Stored records:
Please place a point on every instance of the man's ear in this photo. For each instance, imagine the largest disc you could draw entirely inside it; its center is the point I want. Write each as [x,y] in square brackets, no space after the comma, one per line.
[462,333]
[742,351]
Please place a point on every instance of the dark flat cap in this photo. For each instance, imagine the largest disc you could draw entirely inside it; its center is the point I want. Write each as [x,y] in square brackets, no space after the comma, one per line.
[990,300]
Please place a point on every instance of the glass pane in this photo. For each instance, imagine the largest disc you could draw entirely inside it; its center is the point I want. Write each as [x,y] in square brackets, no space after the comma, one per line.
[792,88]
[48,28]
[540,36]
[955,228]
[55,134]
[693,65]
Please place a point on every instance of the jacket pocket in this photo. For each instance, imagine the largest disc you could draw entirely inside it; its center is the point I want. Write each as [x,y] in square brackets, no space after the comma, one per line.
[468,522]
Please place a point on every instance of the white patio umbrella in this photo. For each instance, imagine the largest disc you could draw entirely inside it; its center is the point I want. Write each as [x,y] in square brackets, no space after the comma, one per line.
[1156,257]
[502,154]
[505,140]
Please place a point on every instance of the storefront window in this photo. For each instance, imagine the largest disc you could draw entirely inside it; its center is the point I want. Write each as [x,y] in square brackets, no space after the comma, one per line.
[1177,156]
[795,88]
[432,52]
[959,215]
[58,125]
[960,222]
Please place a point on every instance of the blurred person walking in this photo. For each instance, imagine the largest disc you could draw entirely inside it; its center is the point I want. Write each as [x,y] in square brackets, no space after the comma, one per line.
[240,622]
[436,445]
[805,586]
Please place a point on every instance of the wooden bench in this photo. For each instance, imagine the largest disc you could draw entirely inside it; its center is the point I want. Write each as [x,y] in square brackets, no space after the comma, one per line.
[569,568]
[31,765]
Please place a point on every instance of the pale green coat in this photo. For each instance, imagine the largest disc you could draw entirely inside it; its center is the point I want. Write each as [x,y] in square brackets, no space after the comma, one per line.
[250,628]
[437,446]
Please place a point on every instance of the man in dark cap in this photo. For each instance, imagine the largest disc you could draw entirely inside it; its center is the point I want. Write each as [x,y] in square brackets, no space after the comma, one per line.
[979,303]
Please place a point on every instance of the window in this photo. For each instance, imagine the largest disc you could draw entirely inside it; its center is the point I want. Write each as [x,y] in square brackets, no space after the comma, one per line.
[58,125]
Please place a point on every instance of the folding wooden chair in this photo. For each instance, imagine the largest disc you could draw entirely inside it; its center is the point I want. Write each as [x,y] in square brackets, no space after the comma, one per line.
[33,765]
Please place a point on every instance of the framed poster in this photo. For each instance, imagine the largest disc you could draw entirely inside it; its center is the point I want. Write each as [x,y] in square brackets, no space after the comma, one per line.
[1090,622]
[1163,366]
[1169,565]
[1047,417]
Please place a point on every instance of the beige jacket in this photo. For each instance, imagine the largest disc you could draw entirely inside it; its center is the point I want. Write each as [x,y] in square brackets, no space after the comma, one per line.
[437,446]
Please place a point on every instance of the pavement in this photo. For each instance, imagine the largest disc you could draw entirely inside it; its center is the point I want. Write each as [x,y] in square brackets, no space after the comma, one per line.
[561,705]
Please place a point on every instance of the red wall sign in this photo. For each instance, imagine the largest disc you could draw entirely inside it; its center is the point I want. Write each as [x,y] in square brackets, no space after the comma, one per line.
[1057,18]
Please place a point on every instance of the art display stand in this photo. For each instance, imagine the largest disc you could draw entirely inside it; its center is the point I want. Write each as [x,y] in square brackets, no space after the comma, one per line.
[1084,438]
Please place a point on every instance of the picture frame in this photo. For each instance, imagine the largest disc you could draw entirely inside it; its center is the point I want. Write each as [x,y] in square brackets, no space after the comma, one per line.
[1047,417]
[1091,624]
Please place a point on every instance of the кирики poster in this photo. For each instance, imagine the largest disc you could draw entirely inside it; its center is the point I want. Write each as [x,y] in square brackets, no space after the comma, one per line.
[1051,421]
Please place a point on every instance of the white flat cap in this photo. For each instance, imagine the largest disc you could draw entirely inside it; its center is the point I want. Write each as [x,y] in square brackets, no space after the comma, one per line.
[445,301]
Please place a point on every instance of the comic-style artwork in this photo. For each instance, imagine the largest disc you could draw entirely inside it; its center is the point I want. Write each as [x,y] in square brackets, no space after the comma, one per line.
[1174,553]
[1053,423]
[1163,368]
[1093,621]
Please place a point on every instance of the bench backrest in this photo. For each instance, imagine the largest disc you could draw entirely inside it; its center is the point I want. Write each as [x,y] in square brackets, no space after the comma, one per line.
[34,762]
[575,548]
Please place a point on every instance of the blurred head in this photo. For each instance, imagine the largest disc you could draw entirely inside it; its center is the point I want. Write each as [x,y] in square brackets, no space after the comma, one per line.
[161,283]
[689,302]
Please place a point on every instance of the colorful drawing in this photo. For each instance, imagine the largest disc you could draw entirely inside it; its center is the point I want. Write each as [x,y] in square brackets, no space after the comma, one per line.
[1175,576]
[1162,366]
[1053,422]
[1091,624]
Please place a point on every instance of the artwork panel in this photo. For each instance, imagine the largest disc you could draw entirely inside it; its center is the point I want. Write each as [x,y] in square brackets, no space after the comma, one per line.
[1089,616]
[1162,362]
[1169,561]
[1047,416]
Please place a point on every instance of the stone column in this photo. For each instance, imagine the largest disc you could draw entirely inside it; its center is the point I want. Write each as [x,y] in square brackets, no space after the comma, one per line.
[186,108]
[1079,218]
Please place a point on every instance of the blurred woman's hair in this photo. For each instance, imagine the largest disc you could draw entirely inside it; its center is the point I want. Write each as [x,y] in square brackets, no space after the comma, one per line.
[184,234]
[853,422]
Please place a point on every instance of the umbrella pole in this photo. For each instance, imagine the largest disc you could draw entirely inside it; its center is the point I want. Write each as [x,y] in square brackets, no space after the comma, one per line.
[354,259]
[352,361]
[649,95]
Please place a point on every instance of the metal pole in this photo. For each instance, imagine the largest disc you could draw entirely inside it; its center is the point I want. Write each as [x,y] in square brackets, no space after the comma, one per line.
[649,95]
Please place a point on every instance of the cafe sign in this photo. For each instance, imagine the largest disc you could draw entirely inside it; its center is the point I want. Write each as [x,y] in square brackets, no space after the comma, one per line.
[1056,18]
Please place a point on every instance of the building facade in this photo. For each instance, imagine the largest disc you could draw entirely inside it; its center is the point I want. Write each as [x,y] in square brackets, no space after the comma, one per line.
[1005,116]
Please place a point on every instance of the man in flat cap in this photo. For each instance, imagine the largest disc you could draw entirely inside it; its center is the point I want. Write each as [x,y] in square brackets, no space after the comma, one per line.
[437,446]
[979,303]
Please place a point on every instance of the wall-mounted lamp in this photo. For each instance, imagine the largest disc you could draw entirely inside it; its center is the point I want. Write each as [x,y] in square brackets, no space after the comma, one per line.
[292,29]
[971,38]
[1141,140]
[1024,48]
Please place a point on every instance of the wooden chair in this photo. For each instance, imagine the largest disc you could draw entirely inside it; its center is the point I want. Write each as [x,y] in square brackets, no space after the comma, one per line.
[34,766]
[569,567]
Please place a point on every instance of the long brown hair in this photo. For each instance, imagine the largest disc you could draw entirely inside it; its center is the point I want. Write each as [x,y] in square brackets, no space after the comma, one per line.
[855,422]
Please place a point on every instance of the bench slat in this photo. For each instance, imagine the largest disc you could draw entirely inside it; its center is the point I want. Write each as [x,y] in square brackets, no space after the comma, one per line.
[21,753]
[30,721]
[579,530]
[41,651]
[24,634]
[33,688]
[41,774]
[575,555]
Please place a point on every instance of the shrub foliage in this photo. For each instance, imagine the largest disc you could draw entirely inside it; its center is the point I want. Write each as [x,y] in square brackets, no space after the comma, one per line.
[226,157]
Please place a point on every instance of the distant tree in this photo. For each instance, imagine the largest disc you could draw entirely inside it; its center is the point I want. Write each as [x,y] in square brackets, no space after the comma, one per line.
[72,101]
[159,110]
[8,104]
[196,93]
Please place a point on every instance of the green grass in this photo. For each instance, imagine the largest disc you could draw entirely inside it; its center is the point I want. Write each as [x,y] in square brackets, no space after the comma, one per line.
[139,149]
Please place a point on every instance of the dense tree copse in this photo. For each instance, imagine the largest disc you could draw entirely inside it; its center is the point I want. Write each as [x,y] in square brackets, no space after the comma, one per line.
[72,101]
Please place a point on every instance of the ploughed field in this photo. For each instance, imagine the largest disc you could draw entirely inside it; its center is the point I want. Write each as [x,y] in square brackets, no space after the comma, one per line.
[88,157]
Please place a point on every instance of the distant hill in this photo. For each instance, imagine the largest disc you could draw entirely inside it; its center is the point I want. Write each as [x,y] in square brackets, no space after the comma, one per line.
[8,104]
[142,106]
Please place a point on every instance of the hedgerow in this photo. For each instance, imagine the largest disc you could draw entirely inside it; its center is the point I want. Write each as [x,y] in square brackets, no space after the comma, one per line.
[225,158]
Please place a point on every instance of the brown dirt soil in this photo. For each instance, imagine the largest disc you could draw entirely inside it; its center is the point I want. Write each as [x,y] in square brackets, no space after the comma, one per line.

Aim of the exercise: Would you repeat the lines from the one containing "Please place a point on every instance of the hedgerow" through the end of the data, exactly, with nothing before or after them?

Exercise response:
Please place a point on every instance of the hedgerow in this photo. For each instance, imagine the largest disc you could draw entirely inside it; its center is the point I want. Write each as [x,y] in square brackets, no space after the comma, one per line.
[225,158]
Please place a point on every instance of the brown dirt soil in this photo. For each instance, imagine the largest disc you could draw entirely inside it; its center is the point I want. Write each as [x,y] in square brackets, no space after the comma, one per line.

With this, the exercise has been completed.